Exercise objective: Look for "Mark the warehouse interior." in the entries below. Write out that line and all later lines exactly, ending with the final one.

*** Dataset records ***

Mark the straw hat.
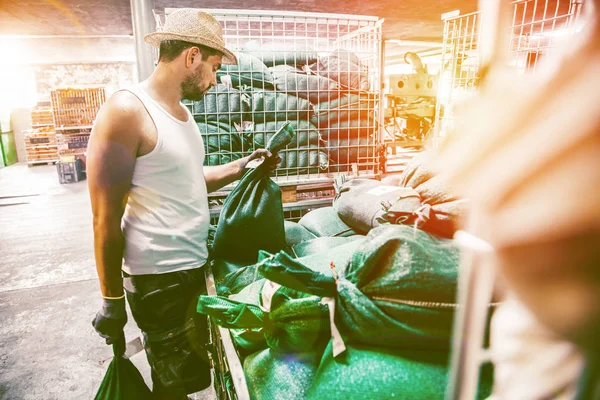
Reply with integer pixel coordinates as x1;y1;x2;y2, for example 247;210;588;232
144;9;237;65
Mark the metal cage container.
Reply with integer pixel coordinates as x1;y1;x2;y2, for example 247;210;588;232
434;0;583;138
164;9;384;187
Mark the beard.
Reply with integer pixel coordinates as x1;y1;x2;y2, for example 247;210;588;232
181;70;210;101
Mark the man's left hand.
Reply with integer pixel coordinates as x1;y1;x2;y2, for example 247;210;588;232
239;149;282;173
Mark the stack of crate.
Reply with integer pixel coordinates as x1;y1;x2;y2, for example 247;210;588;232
51;87;106;162
26;104;58;165
24;126;58;164
31;104;54;128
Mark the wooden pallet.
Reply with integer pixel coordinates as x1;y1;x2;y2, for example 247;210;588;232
27;160;57;167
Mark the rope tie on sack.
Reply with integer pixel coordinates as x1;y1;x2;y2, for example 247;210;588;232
413;203;432;236
321;261;347;357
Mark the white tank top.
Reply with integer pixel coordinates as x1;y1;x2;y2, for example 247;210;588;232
120;85;210;275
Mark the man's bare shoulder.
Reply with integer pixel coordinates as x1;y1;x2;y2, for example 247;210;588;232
96;90;146;127
91;90;150;149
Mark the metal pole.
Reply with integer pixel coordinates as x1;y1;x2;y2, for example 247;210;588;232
130;0;155;82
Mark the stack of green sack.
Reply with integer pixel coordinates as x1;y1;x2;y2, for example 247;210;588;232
256;224;493;399
311;92;378;171
201;224;493;399
241;41;319;68
198;238;366;400
187;47;380;172
204;51;329;172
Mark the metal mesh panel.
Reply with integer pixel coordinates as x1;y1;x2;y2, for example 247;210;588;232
165;9;384;185
435;11;482;138
509;0;584;73
434;0;582;138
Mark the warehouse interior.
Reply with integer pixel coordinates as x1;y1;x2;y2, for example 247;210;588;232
1;1;598;399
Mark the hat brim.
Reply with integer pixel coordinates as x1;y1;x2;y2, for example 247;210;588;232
144;32;238;65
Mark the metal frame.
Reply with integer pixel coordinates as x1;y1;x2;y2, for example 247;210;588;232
162;9;385;187
205;266;250;400
434;0;583;139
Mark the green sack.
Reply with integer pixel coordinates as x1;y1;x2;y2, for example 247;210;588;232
243;120;322;149
217;52;275;90
197;122;248;154
277;146;329;174
205;151;246;167
397;156;469;239
211;124;294;263
308;341;494;400
311;94;376;128
332;178;422;233
212;258;258;296
298;206;359;237
292;236;364;258
229;279;270;352
270;65;343;104
284;220;317;247
326;137;377;167
94;338;152;400
259;225;460;351
242;41;319;67
192;84;251;125
248;89;313;124
320;119;376;140
244;349;321;400
310;50;370;91
197;281;330;353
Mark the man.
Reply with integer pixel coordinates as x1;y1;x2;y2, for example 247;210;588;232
87;9;279;399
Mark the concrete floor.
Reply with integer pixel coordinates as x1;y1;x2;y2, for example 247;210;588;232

***

Response to the exercise:
Mark the warehouse interior.
Reply with integer pixel coordinates as x1;y1;x2;y2, for example 247;210;588;232
1;1;598;399
Mark the hat brim.
Reply with integer pixel coordinates as x1;y1;x2;y2, for example 247;210;588;232
144;32;238;65
Mark the metal frame.
Reply with integer pixel coordinates as x1;y1;x2;y2, for example 247;210;588;232
162;9;385;187
205;266;250;400
434;0;583;139
Mark the green sack.
Reply with integer pixel coordinates as x1;y1;x2;y2, for example 247;210;588;232
243;120;322;149
217;52;275;90
197;122;248;154
277;146;329;174
205;151;246;167
397;156;469;239
211;124;294;263
308;341;494;400
311;94;376;128
332;178;422;233
212;258;258;296
298;206;359;237
292;236;364;258
229;279;270;352
270;65;343;104
284;220;317;247
326;137;377;167
94;338;152;400
259;225;460;351
242;41;319;67
192;84;251;125
248;89;313;124
320;119;376;140
244;349;321;400
310;50;370;91
197;281;330;353
Mark the man.
Reply with integer pixel coordinates as x1;y1;x2;y2, for example 247;210;588;232
87;9;279;399
Mark the concrete floor.
Reply with integer pixel coordinates as x1;y1;x2;y2, for example 247;210;588;232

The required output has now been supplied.